◆ DOCUMENT:
--- begin ---

You are viewing a plain text version of this content. The canonical link for it is here.
Posted to commits@druid.apache.org by cw...@apache.org on 2023/05/17 11:30:36 UTC

[druid] branch 26.0.0 updated: fix issues with handling arrays with all null elements and arrays of booleans in strict mode (#14297) (#14300)

This is an automated email from the ASF dual-hosted git repository.

cwylie pushed a commit to branch 26.0.0
in repository https://gitbox.apache.org/repos/asf/druid.git


The following commit(s) were added to refs/heads/26.0.0 by this push:
     new f4b3ebfd9f fix issues with handling arrays with all null elements and arrays of booleans in strict mode (#14297) (#14300)
f4b3ebfd9f is described below

commit f4b3ebfd9f8d51ae923769c6ad19eeda79f0670b
Author: Clint Wylie <cw...@apache.org>
AuthorDate: Wed May 17 04:30:28 2023 -0700

    fix issues with handling arrays with all null elements and arrays of booleans in strict mode (#14297) (#14300)
---
 .../java/org/apache/druid/math/expr/ExprEval.java  |  13 +-
 .../druid/segment/AutoTypeColumnIndexer.java       |   4 +
 .../apache/druid/segment/AutoTypeColumnMerger.java |   2 +-
 .../incremental/IncrementalIndexAdapter.java       |   6 +-
 .../java/org/apache/druid/math/expr/EvalTest.java  |   2 +
 .../apache/druid/query/NestedDataTestUtils.java    |   2 +
 .../druid/query/scan/NestedDataScanQueryTest.java  | 139 ++++++++++++++++++++-
 .../test/resources/nested-array-test-data-2.json   |   4 +
 8 files changed, 161 insertions(+), 11 deletions(-)

diff --git a/processing/src/main/java/org/apache/druid/math/expr/ExprEval.java b/processing/src/main/java/org/apache/druid/math/expr/ExprEval.java
index b2856c6c5e..1786632cd3 100644
--- a/processing/src/main/java/org/apache/druid/math/expr/ExprEval.java
+++ b/processing/src/main/java/org/apache/druid/math/expr/ExprEval.java
@@ -235,6 +235,14 @@ public abstract class ExprEval<T>
   private static Class convertType(@Nullable Class existing, Class next)

--- end ---

◆ WORK REQUIRED:
Please state which branch of the Druid repository received the commit described in the commit email.

◆ EXTRACTED MATERIAL:
--- begin ---

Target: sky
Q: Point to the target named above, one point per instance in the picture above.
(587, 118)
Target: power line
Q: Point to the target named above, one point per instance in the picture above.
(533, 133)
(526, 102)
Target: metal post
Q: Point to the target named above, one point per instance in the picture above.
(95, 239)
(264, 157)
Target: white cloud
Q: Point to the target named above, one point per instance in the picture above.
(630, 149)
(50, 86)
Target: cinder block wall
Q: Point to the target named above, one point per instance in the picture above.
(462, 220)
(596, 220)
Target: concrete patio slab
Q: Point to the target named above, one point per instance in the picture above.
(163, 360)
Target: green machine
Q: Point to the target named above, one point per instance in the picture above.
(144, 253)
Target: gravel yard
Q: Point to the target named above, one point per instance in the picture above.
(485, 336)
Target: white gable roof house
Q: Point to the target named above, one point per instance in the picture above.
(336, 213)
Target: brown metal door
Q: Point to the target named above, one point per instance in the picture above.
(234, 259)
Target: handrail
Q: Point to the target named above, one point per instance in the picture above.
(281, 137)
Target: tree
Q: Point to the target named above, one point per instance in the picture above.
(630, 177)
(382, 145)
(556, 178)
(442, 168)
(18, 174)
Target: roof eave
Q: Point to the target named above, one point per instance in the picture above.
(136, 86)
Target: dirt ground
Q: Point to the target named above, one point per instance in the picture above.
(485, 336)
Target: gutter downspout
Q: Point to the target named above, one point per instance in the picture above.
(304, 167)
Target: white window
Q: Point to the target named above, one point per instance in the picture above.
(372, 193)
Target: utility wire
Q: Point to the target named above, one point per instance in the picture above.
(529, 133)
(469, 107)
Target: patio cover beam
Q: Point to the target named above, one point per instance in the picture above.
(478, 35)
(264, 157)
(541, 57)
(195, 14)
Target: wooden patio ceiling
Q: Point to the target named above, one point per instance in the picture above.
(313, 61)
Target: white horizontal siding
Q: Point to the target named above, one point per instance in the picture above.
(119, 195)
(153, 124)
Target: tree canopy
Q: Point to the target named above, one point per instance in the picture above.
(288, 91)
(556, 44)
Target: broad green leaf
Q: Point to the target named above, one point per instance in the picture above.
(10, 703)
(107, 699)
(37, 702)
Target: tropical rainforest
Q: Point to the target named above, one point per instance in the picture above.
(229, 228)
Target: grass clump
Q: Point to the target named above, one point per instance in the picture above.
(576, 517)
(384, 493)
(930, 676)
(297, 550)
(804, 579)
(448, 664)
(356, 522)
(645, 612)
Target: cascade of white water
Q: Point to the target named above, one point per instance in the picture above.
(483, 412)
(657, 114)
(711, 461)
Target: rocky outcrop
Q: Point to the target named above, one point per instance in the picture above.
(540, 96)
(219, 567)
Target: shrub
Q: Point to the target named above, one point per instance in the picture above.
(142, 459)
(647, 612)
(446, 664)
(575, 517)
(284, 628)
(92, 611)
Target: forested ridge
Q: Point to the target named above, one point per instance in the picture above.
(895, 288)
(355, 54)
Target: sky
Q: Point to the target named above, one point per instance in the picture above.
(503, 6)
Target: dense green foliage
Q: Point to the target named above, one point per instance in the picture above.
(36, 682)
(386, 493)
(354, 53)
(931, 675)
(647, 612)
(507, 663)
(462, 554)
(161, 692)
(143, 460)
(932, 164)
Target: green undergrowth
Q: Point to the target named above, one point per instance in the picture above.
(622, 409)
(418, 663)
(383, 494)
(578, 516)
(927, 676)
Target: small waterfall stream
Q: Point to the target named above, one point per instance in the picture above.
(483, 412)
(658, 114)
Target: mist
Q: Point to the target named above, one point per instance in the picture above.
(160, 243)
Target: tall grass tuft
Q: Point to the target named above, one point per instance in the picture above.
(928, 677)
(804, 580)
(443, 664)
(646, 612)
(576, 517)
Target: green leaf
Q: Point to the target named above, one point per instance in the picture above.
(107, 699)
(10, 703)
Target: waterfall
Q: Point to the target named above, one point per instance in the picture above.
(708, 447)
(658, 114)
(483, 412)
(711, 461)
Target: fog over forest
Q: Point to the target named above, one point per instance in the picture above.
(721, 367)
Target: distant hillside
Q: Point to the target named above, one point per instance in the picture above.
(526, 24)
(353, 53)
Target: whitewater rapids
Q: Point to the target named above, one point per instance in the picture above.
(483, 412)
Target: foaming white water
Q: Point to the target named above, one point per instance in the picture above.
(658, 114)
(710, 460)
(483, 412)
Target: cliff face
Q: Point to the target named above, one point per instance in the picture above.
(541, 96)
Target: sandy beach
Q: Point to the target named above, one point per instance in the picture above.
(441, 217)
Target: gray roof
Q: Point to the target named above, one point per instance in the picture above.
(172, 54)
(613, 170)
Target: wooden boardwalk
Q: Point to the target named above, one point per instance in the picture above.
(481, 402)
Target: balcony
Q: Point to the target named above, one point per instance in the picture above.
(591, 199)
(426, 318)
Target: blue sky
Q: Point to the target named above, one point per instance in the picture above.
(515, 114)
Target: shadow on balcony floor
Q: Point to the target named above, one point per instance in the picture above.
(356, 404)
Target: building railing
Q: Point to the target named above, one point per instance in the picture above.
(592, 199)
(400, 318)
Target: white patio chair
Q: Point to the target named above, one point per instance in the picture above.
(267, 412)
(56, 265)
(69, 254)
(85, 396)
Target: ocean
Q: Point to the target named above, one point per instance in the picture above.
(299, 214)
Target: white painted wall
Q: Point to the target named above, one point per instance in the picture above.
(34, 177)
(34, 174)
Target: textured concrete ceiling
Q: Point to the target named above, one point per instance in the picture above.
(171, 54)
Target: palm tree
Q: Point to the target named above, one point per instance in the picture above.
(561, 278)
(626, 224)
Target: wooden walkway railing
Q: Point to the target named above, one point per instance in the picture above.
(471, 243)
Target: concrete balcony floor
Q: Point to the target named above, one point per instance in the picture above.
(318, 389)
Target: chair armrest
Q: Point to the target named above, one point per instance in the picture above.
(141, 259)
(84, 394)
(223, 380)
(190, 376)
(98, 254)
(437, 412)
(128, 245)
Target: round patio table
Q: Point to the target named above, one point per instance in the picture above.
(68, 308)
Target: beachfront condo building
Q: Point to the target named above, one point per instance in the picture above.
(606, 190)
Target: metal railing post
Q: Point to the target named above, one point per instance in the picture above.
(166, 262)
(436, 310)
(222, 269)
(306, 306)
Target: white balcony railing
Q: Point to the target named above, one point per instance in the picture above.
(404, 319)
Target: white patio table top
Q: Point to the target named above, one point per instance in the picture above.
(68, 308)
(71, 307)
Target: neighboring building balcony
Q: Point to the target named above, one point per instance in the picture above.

--- end ---

◆ WRITTEN RESPONSE:
The 26.0.0 branch.